■ **What to work on**
Rewrite the part of the article on big data versus small data that starts at "As I was riding" and ends at "rig signal data.", putting "interview" in place of "podcast".

■ **Passage shown**
__________________________________________________

Big Data vs. Small Data

stay trying.
DataSeries
Published in
2 min readJan 27, 2019
Photo by Dennis Kummer on Unsplash

As I was riding down the freeways of Houston, I popped in this podcast about artificial intelligence (AI), by far one of my favorite subjects to hear subject matter experts talk in detail about.

Dr. Tomaso Poggio has so much knowledge to give to the world about AI, and today we will explore one tidbit of information he and Dr. Lex Fridman discussed. It is the idea of big data versus small data.

We all have heard the term “big data”, and if you haven’t already, a quick Google search should get you up to speed rather quickly. For many years now, companies have essentially found out that they are sitting on value when people started to uncover real, actionable insights within their numbers.

This could be numbers on users, traffic, and interactions between people. Or even industry-specific data such as video surveillance, stock market movements, and oil rig signal data.

And the AI community has made significant strides in modeling and predicting future outcomes from this huge repository of retrospective data, and we still continue to do so (again, Google is your best friend).

__________________________________________________

■ **Records provided**
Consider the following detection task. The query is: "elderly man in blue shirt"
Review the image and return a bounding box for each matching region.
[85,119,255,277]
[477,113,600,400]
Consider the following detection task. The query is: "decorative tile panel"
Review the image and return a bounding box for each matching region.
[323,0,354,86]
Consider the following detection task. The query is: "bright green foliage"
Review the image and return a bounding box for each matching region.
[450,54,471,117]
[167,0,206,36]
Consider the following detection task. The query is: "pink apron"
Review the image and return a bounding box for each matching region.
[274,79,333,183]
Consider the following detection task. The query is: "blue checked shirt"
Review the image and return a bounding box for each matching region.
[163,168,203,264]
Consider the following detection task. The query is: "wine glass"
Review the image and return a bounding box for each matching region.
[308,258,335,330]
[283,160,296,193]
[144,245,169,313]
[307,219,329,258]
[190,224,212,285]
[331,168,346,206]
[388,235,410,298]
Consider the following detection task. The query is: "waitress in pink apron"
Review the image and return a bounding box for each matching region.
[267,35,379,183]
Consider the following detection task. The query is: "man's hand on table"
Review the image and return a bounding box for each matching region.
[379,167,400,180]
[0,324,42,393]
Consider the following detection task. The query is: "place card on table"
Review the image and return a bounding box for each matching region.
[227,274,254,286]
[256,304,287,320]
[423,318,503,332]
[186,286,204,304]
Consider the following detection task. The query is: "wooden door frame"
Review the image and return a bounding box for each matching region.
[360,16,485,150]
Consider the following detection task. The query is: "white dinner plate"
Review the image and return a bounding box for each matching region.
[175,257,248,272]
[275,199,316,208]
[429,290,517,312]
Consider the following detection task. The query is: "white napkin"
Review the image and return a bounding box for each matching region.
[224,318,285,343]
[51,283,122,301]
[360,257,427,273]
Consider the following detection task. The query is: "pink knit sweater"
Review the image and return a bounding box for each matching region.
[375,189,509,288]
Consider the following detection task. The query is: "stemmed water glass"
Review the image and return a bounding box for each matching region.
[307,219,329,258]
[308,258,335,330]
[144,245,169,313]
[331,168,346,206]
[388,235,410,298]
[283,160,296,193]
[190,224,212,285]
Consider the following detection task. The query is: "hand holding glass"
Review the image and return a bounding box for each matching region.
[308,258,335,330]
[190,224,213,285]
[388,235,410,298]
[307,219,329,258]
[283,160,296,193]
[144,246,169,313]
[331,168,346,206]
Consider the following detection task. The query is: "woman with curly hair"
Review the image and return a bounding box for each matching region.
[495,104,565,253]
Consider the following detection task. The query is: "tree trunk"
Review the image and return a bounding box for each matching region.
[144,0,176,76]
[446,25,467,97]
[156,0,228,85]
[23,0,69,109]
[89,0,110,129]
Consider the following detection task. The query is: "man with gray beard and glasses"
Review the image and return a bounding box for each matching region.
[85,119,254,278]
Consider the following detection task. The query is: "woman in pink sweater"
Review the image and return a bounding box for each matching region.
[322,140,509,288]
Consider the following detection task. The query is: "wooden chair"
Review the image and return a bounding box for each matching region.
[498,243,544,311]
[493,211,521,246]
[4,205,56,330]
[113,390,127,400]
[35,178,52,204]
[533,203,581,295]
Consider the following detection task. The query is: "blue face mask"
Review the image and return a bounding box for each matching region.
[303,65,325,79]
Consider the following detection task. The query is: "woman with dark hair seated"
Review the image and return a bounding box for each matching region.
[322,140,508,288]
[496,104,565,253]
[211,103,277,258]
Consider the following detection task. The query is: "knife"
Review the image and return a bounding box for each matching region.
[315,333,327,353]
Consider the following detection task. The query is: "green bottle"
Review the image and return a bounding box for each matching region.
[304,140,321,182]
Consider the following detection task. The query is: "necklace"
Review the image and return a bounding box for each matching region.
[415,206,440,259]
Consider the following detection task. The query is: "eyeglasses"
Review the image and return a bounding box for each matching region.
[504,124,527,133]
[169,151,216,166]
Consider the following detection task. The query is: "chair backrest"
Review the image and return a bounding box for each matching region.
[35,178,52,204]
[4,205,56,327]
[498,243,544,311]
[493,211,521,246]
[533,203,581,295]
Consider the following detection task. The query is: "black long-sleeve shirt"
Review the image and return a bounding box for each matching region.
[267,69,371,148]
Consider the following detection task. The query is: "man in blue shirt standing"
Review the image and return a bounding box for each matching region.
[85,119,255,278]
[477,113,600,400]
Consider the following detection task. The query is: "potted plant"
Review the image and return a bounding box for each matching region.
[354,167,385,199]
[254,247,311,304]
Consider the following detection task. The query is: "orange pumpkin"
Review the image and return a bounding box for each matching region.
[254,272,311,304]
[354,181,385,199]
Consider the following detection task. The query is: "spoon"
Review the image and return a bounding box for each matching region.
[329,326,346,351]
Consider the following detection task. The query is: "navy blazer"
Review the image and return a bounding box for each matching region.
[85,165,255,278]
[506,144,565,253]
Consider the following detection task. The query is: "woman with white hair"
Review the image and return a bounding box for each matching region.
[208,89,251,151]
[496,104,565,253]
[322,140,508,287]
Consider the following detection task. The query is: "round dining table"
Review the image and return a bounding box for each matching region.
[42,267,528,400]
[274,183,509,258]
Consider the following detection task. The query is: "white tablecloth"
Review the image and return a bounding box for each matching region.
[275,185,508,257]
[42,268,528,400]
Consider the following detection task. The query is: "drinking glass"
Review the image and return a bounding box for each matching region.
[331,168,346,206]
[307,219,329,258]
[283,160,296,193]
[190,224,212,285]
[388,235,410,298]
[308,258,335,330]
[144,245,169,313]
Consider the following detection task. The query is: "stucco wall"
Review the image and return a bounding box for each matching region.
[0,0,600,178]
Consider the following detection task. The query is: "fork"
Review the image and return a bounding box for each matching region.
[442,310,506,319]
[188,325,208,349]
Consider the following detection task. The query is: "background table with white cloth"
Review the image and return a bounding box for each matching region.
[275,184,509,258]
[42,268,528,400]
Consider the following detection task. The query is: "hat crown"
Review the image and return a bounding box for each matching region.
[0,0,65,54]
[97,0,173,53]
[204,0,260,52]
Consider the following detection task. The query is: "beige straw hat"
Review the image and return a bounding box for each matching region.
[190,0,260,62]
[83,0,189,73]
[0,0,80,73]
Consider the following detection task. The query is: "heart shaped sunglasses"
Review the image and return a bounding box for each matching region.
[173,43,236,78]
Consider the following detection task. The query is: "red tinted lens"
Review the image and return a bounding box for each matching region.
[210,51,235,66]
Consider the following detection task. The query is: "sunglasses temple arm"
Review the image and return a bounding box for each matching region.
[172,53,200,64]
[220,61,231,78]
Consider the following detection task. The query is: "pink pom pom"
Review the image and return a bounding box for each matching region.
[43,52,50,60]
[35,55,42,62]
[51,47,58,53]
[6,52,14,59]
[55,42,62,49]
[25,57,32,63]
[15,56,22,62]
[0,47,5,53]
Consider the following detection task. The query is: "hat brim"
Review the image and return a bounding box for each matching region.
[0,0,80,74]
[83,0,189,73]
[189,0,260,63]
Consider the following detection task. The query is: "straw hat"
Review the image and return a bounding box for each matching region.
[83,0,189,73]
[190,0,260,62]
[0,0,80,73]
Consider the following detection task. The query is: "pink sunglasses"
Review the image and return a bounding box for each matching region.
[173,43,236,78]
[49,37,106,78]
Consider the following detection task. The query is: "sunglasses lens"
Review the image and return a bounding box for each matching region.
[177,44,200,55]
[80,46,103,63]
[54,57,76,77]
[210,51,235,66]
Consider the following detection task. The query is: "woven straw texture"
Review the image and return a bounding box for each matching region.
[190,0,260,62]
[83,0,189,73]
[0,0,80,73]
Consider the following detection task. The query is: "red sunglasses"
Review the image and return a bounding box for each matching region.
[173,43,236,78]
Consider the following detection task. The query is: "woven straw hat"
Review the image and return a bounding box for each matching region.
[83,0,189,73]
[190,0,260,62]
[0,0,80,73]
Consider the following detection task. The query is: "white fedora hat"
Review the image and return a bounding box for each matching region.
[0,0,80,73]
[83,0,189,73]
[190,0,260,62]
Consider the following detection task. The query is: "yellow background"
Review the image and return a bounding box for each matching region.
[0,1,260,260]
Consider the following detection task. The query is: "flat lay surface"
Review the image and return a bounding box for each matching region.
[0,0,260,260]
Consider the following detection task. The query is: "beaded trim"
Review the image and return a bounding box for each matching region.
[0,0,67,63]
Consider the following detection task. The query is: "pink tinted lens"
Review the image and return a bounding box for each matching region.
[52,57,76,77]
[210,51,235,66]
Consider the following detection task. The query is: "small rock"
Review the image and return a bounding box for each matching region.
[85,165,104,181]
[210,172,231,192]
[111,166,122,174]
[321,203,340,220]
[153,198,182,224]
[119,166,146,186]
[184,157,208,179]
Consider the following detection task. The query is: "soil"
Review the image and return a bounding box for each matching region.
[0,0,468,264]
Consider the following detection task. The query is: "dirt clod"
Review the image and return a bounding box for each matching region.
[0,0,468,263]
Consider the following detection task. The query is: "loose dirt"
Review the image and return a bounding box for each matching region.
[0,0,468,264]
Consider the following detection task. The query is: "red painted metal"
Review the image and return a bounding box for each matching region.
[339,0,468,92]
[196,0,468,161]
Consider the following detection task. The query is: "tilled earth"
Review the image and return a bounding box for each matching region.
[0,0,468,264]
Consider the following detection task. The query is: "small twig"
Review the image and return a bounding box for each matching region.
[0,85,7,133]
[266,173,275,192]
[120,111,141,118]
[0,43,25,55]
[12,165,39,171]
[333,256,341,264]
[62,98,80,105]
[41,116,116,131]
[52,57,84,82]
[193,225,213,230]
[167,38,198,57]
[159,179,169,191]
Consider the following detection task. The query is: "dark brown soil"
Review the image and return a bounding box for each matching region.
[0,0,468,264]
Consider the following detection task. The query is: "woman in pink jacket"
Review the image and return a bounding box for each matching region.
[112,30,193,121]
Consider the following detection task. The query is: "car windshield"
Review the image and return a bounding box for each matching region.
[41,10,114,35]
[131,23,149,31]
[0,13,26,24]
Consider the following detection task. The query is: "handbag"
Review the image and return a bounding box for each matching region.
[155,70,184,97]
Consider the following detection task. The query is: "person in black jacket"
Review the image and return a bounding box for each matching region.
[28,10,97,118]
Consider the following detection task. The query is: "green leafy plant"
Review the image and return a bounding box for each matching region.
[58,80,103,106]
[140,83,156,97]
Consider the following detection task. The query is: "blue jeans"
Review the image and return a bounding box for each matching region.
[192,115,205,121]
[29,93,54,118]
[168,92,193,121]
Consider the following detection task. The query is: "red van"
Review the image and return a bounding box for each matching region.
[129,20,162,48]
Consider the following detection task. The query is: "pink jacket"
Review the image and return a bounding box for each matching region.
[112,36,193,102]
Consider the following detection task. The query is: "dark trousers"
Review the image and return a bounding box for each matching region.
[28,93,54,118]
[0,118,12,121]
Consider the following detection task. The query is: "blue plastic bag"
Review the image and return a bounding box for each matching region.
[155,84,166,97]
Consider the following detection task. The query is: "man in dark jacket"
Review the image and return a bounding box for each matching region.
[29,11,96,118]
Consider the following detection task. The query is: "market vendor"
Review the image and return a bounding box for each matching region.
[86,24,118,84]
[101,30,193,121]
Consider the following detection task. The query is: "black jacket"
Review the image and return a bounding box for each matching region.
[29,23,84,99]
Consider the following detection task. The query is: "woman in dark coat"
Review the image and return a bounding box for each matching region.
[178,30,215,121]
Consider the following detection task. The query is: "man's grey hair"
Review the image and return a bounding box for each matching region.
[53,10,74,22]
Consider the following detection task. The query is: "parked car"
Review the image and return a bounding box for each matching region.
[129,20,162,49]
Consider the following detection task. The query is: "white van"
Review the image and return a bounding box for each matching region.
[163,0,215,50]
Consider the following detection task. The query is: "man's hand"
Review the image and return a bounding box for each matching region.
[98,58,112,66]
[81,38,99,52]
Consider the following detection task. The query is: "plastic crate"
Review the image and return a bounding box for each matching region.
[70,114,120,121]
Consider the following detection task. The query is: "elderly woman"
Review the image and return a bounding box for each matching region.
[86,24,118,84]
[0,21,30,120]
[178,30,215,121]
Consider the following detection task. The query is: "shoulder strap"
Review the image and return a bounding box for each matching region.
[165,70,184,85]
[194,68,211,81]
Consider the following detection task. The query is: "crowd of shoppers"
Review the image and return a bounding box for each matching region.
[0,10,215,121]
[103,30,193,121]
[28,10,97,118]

__________________________________________________

■ **Final result**
As I was riding down the freeways of Houston, I popped in this interview about artificial intelligence (AI), by far one of my favorite subjects to hear subject matter experts talk in detail about.

Dr. Tomaso Poggio has so much knowledge to give to the world about AI, and today we will explore one tidbit of information he and Dr. Lex Fridman discussed. It is the idea of big data versus small data.

We all have heard the term “big data”, and if you haven’t already, a quick Google search should get you up to speed rather quickly. For many years now, companies have essentially found out that they are sitting on value when people started to uncover real, actionable insights within their numbers.

This could be numbers on users, traffic, and interactions between people. Or even industry-specific data such as video surveillance, stock market movements, and oil rig signal data.